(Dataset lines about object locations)
◇ ◇ ◇ ◇ ◇
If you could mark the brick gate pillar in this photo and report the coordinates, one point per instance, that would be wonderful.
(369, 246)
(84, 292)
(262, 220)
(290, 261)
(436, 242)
◇ ◇ ◇ ◇ ◇
▸ PROBLEM DESCRIPTION:
Revise the lines above so that "brick gate pillar" becomes "stone gate pillar" and nothing else changes.

▸ RESULT:
If you could mark the stone gate pillar in this photo and report the coordinates, one point per instance, that would be wonderful.
(369, 246)
(84, 292)
(262, 220)
(290, 261)
(436, 242)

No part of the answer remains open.